Directions for this task
Give the entries again exactly as they appear, but without the images.

(Dataset records begins)

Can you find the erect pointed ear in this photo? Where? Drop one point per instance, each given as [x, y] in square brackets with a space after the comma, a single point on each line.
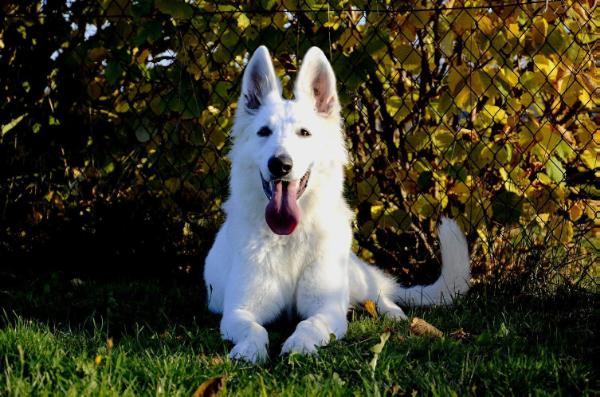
[259, 80]
[316, 81]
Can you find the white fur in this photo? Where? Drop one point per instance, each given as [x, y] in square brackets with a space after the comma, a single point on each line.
[252, 274]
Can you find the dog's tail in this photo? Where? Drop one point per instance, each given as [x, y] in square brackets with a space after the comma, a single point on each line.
[368, 282]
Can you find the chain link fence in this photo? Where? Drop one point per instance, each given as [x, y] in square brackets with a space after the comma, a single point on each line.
[116, 117]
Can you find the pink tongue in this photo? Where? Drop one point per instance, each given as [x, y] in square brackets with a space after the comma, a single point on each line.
[282, 213]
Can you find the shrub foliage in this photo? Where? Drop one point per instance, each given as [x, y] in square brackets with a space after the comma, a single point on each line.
[483, 111]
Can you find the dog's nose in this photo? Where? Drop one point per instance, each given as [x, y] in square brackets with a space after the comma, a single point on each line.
[280, 165]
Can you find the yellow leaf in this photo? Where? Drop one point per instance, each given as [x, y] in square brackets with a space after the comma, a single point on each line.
[457, 77]
[509, 77]
[486, 26]
[591, 158]
[211, 387]
[442, 139]
[576, 211]
[546, 65]
[539, 31]
[243, 21]
[420, 327]
[369, 306]
[498, 114]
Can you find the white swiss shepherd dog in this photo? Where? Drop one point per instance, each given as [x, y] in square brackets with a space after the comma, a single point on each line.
[286, 242]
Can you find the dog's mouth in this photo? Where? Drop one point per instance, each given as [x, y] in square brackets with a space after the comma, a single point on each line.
[283, 213]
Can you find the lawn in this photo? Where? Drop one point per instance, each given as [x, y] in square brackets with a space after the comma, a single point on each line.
[84, 337]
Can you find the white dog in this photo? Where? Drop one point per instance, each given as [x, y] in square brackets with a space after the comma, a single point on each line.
[286, 241]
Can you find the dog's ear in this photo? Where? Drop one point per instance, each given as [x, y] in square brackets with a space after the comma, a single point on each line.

(Dataset records ends)

Solution below
Can you find the erect pointed ear in this photo? Where? Drop one point per instance, each given as [x, y] in square brackets with a space after the comma, a single point on each line.
[259, 80]
[316, 81]
Can you find the white fur in this photo? Where? Drop one point per instance, each given as [x, y] in square brackets with a space after the comma, a single point on each line.
[252, 274]
Can you find the dog's tail in this photo? Where? Drop one point per instance, each given as [x, y] in square brackets with a space after the comma, a single point on each line.
[368, 282]
Can you find the chain link fence in this photo? Where? Drop one point per instance, each given as [x, y] in square brackets with a space after the comma, a single point on each line.
[116, 117]
Can you find the pink tongue in this photo? Where? Drop one point per instance, each given as [x, y] in square brackets with a space after the comma, a single point on each line.
[282, 213]
Can you find the shrub foliage in this photo? Where? Drop one point per instance, each given as [x, y] in square brackets with a space after the comma, a single point on each line.
[483, 111]
Can you find the dog's nose in this photo? Where? Drop one point per instance, each given as [x, y] in square brackets with a space after the comma, a single point on each line.
[280, 165]
Can you find the yellow leaf in this photo? Where? Drop one point per instance, each given as [x, y] in square brackets with a space after the comma, a single point on each line.
[457, 77]
[509, 77]
[486, 26]
[591, 158]
[211, 387]
[442, 139]
[576, 211]
[546, 65]
[539, 31]
[243, 21]
[420, 327]
[369, 306]
[498, 114]
Can you find the white swiss shepherd dog in this photo? Where? Drop one point per instance, each given as [x, y] in square brackets with a space after the comma, a single point on each line.
[286, 242]
Can you find the dog's mouth in this photo? Where? Drop one point per instance, each given as [x, y] in square brackets with a space after the comma, a single point on each line.
[283, 213]
Can you find the lawn in this photo? Where? Drop one point per instance, each given as [x, y] in square brackets with a space after the comma, a single point on each line.
[84, 337]
Can you find the white dog in this photo? Where? Drop one point per instance, each given as [x, y] in square brackets with a space after the comma, a single point on each line.
[286, 241]
Can you find the dog's ear in this photo? Where? Drop one point per instance, each given as [x, y] in square brackets with a space after the comma, a single point on each line.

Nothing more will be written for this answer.